__Task set__:
**a.** Answer these questions from the report on the Pakistan air crash:
(i) How many people was the Airblue aircraft carrying?
(ii) Who said the body parts beyond recognition would be DNA-tested?
(iii) How many doctors were on the team constituted to identify the bodies?
**b.** Translate this sentence from the report on the Pakistan air crash into French: "An official said the process would take about a week and thereafter the bodies would be handed over to the families."

58 bodies identified

Pak air mishap: DNA tests to be conducted on remains

58 bodies identified

 Grieving family members of passengers killed in Wednesday’s plane crash wait to give blood for DNA tests at a community centre in Islamabad on Thursday. AP

The bodies that could be identified have been handed over to relatives, Geo News reported on Thursday, when Pakistan observed a day of mourning for those killed in the country’s worst aviation disaster.

The Airblue aircraft carrying 152 people crashed amid heavy rain near here on Wednesday morning. The plane, flying from Karachi to Islamabad, suddenly lost contact with the airport and crashed near the popular Damanekoh resort in the Margalla Hills.

Interior Minister Rehman Malik said the body parts beyond recognition were going to be DNA-tested on Thursday.

After a week

An official said the process would take about a week and thereafter the bodies would be handed over to the families.

Relatives of the dead were inconsolable. The wait was particularly agonising for those who were not able to identify their near and dear ones.

Rescuers, who faced difficulty in the inaccessible terrain, managed to collect bodies and body parts that were taken to hospital.

Hospital officials said a team of 50 doctors had been constituted to identify the bodies.

__Information__:
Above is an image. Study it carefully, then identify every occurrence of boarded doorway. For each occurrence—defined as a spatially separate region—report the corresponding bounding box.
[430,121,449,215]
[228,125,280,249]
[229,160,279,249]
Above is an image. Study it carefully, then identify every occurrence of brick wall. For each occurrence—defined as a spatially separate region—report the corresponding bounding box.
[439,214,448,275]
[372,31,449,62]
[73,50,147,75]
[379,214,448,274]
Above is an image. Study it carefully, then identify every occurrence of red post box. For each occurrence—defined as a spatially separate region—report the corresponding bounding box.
...
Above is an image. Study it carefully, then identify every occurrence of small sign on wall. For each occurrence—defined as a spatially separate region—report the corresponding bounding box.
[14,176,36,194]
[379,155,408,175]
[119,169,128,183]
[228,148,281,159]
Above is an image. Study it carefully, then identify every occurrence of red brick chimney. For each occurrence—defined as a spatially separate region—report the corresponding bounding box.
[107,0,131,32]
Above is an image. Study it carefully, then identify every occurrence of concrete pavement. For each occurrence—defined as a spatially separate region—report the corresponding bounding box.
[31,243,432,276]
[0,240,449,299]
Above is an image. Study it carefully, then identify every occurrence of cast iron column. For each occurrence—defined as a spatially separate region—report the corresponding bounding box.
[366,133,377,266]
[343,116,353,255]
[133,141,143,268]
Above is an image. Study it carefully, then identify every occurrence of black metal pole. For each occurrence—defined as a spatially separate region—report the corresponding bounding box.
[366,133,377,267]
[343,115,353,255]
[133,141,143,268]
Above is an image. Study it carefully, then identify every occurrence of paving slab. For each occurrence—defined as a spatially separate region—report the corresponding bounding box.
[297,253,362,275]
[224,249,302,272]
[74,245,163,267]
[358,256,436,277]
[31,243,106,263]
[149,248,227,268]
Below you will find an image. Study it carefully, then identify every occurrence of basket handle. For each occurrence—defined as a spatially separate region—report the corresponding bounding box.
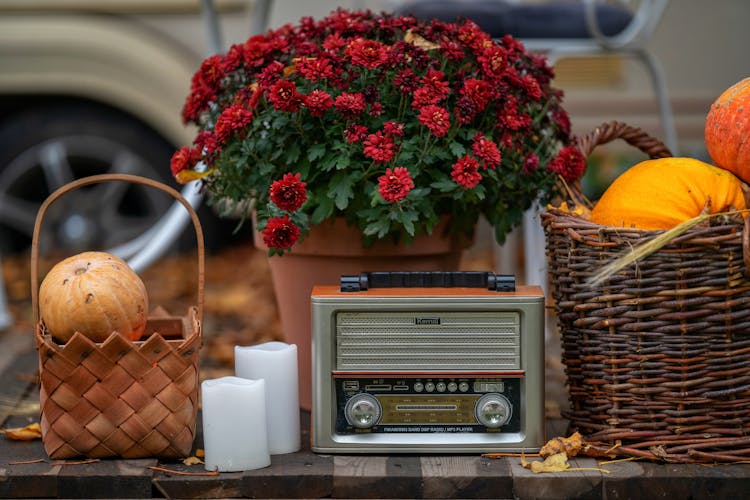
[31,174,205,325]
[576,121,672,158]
---
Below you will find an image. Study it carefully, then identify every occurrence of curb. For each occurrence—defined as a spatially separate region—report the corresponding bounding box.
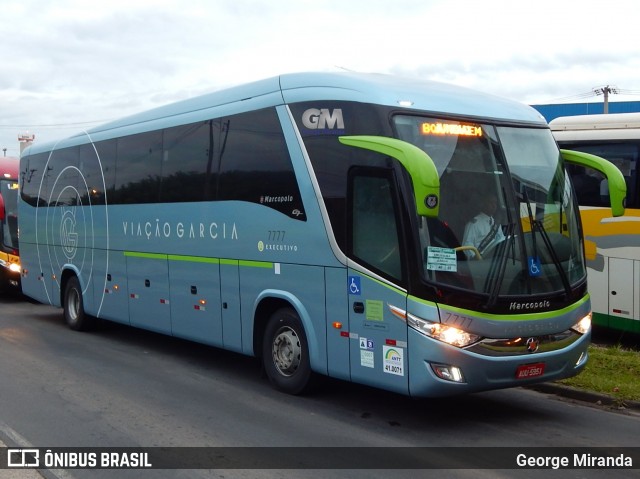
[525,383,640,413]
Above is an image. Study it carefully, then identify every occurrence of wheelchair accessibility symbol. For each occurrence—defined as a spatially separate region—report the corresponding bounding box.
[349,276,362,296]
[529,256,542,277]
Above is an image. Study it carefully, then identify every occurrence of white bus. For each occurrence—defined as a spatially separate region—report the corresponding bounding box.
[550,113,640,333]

__Results__:
**a.**
(i) 152 people.
(ii) Interior Minister Rehman Malik.
(iii) 50 doctors.

**b.** Un responsable a déclaré que le processus prendrait environ une semaine et que les corps seraient ensuite remis aux familles.